*RECORDS FOR THIS EXERCISE*
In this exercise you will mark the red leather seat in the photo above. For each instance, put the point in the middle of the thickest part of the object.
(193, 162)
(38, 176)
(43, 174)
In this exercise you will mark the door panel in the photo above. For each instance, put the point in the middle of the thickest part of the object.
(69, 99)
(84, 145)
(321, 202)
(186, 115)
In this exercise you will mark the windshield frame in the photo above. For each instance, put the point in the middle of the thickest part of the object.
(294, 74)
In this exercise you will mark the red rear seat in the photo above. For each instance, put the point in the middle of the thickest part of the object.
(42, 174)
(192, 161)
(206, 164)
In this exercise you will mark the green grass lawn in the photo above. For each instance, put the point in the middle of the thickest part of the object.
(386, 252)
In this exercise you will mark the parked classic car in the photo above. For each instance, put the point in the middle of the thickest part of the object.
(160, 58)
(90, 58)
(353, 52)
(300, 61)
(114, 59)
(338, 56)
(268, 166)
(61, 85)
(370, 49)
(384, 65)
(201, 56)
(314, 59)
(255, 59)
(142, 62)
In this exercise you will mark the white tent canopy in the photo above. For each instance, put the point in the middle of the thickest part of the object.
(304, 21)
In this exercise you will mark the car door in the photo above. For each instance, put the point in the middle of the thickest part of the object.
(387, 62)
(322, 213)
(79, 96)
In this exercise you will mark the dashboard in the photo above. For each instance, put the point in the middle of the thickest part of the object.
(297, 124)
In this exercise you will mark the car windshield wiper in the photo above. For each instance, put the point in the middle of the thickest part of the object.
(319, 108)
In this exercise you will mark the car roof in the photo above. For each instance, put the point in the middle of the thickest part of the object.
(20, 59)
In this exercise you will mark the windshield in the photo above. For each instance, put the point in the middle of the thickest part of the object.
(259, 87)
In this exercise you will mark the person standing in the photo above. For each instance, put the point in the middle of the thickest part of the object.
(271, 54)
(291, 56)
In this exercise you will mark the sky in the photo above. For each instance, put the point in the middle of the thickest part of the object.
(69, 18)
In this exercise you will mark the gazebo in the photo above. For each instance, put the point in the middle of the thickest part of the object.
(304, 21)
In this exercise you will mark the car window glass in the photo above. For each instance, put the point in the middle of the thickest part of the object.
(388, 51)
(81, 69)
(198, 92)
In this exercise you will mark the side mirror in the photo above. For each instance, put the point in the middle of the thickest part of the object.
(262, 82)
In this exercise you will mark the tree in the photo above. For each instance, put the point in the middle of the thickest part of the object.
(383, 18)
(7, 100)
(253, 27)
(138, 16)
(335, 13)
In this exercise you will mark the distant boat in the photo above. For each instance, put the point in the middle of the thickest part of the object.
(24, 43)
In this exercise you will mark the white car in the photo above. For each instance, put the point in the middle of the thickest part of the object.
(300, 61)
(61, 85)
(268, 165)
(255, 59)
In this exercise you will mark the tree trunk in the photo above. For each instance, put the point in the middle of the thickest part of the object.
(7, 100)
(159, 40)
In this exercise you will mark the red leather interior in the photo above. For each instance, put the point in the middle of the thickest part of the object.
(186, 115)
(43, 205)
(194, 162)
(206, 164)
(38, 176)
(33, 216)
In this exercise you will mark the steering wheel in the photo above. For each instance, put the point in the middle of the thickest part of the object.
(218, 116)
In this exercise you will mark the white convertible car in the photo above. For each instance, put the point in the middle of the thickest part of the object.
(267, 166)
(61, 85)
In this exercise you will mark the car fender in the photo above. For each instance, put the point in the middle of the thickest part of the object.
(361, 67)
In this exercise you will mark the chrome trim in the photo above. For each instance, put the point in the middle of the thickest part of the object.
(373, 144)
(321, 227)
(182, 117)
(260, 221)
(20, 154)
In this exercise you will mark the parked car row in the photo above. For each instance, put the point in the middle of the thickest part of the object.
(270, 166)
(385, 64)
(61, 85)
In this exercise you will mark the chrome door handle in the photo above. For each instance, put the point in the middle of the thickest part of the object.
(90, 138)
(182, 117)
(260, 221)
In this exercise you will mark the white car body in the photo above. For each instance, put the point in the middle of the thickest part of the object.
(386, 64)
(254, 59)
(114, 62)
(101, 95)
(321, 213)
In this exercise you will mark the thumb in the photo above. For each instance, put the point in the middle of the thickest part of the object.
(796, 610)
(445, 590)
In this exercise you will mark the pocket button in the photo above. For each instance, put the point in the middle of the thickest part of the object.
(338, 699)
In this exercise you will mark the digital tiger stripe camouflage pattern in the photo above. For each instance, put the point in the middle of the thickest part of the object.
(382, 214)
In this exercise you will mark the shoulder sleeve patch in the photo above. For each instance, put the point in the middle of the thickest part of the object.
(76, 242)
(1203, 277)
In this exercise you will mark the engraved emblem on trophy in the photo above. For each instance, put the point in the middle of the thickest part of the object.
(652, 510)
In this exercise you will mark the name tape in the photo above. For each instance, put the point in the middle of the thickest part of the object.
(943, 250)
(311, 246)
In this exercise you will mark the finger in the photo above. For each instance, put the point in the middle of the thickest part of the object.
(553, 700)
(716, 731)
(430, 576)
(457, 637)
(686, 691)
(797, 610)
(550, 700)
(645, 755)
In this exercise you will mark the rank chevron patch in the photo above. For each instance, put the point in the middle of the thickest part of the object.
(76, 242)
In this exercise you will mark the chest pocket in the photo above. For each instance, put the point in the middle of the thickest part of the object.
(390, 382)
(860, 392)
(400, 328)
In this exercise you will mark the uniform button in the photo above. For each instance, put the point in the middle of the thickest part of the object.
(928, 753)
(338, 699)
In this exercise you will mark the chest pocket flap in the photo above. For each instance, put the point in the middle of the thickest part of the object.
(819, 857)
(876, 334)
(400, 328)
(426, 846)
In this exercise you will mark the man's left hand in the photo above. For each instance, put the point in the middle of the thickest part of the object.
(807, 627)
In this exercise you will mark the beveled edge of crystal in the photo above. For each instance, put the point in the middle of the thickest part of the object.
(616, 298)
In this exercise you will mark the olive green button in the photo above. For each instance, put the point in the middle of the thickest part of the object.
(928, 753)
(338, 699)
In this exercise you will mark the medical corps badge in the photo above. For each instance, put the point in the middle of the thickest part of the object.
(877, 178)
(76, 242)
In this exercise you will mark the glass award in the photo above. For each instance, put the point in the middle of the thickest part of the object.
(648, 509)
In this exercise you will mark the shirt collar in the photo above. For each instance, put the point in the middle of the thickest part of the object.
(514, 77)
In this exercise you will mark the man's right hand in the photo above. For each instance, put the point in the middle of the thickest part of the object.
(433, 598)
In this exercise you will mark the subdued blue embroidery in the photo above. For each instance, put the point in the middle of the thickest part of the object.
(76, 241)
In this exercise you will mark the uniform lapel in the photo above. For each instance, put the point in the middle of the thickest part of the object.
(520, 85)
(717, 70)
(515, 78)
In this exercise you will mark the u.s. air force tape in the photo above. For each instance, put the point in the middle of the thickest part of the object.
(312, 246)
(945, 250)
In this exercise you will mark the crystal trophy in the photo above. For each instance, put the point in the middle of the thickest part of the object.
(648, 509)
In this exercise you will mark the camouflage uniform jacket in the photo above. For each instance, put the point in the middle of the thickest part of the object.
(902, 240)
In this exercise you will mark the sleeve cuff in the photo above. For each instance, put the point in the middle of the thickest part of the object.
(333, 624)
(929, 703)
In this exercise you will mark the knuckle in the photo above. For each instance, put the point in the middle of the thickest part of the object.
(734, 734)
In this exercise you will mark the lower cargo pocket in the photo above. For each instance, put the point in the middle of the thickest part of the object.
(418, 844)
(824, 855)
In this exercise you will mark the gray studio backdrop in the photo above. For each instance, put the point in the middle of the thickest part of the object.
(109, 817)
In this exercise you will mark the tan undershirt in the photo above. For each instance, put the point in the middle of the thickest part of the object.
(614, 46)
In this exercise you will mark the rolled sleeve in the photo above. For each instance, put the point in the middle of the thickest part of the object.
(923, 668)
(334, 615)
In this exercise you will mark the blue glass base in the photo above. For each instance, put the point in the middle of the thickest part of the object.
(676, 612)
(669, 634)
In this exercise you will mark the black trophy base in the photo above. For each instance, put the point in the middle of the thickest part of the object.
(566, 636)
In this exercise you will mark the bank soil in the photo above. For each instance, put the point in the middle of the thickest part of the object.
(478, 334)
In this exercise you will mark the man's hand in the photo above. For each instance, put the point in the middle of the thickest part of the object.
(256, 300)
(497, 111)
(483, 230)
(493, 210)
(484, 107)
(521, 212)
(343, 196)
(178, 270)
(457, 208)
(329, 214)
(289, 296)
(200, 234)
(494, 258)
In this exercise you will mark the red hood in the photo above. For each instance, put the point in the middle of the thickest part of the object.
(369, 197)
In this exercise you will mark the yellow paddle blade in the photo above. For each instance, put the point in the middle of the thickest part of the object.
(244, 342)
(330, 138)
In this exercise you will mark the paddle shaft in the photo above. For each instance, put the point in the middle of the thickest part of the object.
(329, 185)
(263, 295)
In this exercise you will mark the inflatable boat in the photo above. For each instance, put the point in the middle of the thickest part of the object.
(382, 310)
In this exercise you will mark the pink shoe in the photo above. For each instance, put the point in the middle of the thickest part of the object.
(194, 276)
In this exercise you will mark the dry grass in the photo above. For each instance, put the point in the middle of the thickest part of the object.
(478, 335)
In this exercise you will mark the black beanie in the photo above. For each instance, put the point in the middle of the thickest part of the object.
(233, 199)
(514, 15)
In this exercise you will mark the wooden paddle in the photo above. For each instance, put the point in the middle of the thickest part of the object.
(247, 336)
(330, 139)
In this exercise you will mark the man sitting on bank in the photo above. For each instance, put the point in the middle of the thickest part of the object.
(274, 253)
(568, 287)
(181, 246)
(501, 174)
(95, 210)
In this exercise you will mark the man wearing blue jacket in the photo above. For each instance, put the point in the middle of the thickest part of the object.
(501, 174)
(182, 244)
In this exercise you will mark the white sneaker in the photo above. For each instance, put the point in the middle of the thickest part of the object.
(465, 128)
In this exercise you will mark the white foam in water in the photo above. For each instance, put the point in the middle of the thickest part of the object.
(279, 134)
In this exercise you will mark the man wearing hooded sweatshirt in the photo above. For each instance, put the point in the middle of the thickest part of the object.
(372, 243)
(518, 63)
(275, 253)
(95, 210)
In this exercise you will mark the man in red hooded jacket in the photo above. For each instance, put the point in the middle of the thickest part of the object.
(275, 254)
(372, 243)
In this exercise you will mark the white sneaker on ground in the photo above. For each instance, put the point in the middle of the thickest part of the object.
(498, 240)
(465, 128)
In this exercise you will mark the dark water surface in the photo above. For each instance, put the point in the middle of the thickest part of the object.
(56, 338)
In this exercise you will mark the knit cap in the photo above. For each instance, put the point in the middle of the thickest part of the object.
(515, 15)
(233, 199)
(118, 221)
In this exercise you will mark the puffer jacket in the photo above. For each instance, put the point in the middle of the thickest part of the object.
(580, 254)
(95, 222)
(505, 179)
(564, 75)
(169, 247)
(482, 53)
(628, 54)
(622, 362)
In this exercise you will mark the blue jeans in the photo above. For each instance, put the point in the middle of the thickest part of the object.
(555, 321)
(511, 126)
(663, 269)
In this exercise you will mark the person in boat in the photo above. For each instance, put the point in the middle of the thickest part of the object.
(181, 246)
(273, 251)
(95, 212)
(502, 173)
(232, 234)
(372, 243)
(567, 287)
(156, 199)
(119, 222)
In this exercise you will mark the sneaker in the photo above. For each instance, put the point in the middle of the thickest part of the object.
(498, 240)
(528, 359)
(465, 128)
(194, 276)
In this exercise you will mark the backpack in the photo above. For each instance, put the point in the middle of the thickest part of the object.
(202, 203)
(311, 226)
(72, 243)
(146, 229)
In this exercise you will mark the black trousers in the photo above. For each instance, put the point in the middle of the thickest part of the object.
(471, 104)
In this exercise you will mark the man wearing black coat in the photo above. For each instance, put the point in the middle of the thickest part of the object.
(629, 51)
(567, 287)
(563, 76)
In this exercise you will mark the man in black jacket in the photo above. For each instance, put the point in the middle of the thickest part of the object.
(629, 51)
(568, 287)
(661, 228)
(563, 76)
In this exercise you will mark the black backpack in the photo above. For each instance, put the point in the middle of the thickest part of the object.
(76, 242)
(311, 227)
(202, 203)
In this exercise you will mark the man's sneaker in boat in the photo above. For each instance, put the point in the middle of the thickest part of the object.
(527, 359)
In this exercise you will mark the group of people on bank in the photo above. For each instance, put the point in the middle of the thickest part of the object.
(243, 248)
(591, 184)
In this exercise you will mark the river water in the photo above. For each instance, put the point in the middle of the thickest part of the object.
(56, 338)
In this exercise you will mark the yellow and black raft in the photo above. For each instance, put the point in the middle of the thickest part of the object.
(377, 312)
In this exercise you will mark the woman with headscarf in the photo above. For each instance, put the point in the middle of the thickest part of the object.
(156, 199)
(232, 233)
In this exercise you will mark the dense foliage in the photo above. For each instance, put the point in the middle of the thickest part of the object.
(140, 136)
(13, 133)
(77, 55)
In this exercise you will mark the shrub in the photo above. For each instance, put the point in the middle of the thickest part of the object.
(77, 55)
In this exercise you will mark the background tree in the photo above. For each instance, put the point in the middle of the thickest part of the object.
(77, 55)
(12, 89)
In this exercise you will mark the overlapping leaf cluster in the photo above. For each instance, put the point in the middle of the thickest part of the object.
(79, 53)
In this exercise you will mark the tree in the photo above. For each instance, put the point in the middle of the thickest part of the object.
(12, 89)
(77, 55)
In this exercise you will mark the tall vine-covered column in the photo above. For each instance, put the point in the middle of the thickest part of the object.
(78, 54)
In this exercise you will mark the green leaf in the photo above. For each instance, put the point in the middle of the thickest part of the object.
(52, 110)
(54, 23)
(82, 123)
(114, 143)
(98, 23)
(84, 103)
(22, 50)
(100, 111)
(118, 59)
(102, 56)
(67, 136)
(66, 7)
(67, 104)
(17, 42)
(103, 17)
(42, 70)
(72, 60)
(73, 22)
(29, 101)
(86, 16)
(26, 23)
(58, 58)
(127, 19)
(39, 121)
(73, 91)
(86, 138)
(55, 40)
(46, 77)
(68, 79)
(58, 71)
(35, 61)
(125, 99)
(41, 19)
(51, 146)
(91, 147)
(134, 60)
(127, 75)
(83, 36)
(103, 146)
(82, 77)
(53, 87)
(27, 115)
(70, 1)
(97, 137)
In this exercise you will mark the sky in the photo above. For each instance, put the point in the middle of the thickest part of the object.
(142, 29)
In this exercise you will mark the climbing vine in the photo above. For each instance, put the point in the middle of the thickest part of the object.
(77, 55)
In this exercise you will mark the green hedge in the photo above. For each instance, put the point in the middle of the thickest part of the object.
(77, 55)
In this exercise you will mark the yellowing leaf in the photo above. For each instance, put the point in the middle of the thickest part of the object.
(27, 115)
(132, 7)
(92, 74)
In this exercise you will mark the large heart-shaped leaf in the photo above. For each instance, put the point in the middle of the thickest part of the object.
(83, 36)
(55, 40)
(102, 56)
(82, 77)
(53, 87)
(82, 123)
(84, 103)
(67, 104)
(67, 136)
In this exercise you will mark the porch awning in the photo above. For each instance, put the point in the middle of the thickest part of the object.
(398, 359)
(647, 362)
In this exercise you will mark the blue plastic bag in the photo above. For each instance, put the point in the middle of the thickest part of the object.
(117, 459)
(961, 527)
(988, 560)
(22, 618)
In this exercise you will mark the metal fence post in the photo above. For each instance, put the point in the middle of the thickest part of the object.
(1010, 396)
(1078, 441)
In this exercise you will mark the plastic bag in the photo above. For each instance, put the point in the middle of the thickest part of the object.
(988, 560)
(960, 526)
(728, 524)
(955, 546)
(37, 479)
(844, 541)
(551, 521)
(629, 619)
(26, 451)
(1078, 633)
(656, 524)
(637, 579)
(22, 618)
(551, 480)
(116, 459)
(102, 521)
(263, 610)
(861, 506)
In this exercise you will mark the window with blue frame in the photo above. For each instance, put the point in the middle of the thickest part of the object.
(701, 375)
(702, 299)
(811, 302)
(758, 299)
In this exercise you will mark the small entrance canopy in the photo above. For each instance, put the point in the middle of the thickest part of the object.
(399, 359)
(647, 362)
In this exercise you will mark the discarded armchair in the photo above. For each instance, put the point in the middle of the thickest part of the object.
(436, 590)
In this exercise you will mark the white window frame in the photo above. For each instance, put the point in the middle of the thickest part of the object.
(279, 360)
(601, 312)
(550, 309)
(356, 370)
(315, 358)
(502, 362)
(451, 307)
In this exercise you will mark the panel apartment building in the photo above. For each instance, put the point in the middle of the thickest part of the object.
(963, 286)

*WHAT YOU WILL DO*
Your reply should be an exact copy of every line from the line with "In this exercise you will mark the discarded" through the final line of the data, and nothing more.

*TASK OUTPUT*
In this exercise you will mark the discarded armchair in the photo above. For each instance, put the point in the middle of the thickest part of the object.
(436, 590)
In this exercise you will mark the white window frame in the photo above. For each instance, put the point in the middle of the thickest part of the object.
(279, 360)
(601, 312)
(550, 309)
(356, 370)
(315, 358)
(502, 362)
(451, 307)
In this exercise you will mark the panel apartment building in the photo above. For each instance, put the point in the middle of the thickest part of the object.
(963, 286)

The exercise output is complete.